◆ Activity: Extract, from the records beneath this instruction, each line that contains the word "cabinet".
(Given entries)
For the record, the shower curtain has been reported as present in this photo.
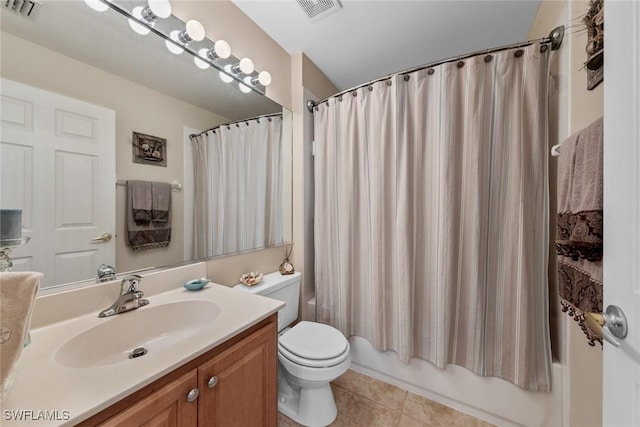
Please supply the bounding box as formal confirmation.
[314,44,552,391]
[190,115,284,258]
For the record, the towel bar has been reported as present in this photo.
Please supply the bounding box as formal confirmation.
[115,180,182,192]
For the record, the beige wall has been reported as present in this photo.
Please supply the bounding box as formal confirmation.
[529,1,604,426]
[302,55,340,100]
[1,32,226,277]
[204,245,289,287]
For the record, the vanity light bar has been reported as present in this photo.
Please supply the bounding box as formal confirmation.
[86,0,271,94]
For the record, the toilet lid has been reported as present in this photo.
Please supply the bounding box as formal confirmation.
[279,321,349,360]
[278,342,349,368]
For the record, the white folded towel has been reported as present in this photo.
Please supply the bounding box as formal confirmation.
[1,271,42,394]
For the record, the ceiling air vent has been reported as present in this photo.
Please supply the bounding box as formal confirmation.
[296,0,342,23]
[3,0,41,19]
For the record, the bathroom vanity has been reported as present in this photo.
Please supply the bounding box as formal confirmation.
[78,315,277,426]
[2,263,283,426]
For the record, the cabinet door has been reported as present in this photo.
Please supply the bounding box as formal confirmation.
[99,369,198,427]
[198,323,277,427]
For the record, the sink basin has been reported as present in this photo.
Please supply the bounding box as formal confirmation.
[55,300,221,368]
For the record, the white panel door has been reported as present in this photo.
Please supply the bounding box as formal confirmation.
[0,79,115,288]
[603,1,640,426]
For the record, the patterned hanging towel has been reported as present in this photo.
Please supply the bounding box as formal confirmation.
[127,180,172,250]
[555,117,603,346]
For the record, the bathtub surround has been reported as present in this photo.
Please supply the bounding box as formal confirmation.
[0,271,42,395]
[314,44,552,391]
[556,117,603,346]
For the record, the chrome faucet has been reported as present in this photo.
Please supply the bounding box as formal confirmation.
[98,274,149,318]
[96,264,117,282]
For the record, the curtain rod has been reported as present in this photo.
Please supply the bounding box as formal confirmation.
[189,112,283,138]
[307,25,565,113]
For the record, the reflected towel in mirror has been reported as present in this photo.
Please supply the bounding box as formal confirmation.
[127,181,172,250]
[151,182,171,226]
[128,180,152,225]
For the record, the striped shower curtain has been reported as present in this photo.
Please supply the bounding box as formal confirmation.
[313,44,552,391]
[190,115,284,258]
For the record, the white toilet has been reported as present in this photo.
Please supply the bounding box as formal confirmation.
[235,272,350,426]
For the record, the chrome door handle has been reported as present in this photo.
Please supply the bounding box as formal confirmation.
[91,232,113,242]
[186,388,199,403]
[585,305,628,347]
[207,376,218,388]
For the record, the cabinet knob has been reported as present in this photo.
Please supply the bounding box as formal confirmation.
[207,376,219,388]
[186,388,199,403]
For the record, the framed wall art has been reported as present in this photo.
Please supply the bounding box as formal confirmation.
[584,0,604,91]
[132,131,167,167]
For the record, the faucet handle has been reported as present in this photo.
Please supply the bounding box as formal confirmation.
[121,274,143,293]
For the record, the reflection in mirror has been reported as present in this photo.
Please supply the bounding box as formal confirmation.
[0,1,292,291]
[189,113,288,258]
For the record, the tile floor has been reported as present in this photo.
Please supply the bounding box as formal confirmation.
[277,370,495,427]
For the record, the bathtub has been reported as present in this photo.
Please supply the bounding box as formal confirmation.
[348,336,563,427]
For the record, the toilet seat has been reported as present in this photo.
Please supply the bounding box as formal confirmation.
[278,321,349,368]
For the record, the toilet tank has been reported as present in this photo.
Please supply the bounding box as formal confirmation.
[234,271,301,332]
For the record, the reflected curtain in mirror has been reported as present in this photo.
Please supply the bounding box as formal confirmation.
[190,115,284,258]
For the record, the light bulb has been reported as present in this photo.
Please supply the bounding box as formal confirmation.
[220,65,234,83]
[148,0,172,19]
[172,20,205,52]
[166,31,184,55]
[194,39,231,70]
[214,40,231,59]
[185,20,205,42]
[231,57,254,75]
[84,0,109,12]
[258,71,272,86]
[239,57,254,74]
[128,6,151,35]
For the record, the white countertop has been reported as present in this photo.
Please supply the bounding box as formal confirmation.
[1,283,283,426]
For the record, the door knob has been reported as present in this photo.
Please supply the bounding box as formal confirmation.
[91,232,113,242]
[585,305,628,347]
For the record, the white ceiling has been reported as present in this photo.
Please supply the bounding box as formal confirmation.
[233,0,542,91]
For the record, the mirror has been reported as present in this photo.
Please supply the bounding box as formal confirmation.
[0,1,292,290]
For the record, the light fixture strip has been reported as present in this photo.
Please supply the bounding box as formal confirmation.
[94,0,269,95]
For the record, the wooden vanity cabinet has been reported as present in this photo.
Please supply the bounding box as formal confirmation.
[97,369,198,427]
[78,314,277,427]
[198,319,277,427]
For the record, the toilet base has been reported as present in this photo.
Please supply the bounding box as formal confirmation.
[277,368,338,427]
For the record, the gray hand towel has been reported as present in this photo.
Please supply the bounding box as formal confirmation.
[127,181,172,250]
[128,180,152,225]
[151,182,171,226]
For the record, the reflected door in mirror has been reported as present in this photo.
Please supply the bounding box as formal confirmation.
[0,79,116,288]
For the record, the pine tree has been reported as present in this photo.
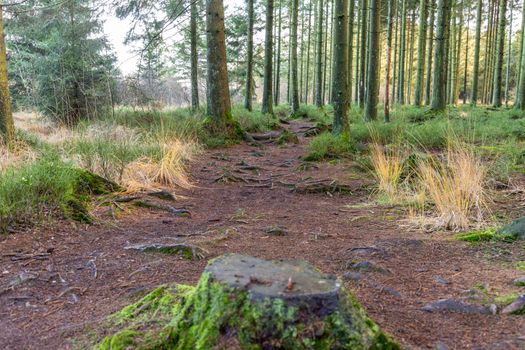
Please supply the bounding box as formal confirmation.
[190,0,199,109]
[347,0,355,103]
[397,0,407,104]
[430,0,451,110]
[358,0,368,107]
[262,0,274,114]
[516,0,525,109]
[414,0,428,106]
[384,0,394,122]
[244,0,254,111]
[0,5,14,146]
[470,0,482,105]
[315,0,324,107]
[206,0,232,122]
[425,0,435,105]
[364,0,381,120]
[491,0,507,107]
[291,0,300,113]
[332,0,349,134]
[274,0,283,105]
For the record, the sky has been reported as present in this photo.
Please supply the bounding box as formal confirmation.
[104,0,246,76]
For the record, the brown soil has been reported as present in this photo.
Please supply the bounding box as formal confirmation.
[1,120,525,349]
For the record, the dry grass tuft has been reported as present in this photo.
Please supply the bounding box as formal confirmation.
[369,142,404,202]
[411,144,488,231]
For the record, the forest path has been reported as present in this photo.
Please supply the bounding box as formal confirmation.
[0,120,524,349]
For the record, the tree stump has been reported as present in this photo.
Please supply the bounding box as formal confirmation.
[95,254,399,350]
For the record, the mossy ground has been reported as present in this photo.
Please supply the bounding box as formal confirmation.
[94,273,399,350]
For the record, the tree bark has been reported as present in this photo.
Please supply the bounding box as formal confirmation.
[332,0,349,134]
[347,0,355,104]
[206,0,232,122]
[491,0,506,107]
[245,0,254,111]
[358,0,368,108]
[470,0,482,105]
[384,0,394,122]
[397,0,407,104]
[364,0,380,120]
[430,0,450,111]
[425,0,435,105]
[262,0,274,114]
[0,4,14,147]
[315,0,325,107]
[274,0,283,105]
[190,0,200,110]
[291,0,300,113]
[414,0,427,106]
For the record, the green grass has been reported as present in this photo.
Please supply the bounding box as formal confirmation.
(End Given entries)
◆ Exercise solution:
For the record, the cabinet door has been reported as present in this photo.
For the record, the cabinet knob has been reported as present in this photo.
For the record, the wooden vanity cabinet has been reported as present in this photo.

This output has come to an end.